» TASK MATERIAL
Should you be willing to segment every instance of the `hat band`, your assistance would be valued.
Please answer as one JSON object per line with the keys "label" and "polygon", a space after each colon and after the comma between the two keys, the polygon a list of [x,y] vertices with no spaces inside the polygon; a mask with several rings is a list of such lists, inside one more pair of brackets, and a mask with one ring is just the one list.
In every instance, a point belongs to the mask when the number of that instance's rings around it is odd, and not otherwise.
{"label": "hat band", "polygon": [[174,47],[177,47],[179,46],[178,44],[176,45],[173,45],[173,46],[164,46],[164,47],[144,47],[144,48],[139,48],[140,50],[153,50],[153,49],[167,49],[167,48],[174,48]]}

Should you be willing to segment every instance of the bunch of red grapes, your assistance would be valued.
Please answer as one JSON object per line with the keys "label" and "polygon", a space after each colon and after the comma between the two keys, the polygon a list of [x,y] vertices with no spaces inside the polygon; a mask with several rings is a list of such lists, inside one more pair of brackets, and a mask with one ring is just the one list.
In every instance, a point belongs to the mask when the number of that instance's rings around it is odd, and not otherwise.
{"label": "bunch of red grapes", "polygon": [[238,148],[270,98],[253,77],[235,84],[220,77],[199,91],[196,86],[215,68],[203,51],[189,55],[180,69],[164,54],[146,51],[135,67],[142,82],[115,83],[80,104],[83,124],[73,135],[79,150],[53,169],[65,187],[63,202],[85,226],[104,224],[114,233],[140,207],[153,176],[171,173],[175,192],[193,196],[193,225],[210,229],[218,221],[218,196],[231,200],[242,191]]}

» AIM OF THE EXERCISE
Find each line above that contains the word "every" and copy those lines in full. Matching is case-sensitive.

» RESPONSE BELOW
Should you be willing to segment every instance of the `hat band`, your assistance would be valued.
In every instance, a point belongs to the mask when the number of that instance's rings around it is odd, and not otherwise.
Should you be willing to segment every instance of the bunch of red grapes, your assistance would be valued.
In every instance, a point belongs to the mask when the number of that instance's rings around it is odd, and not otherwise.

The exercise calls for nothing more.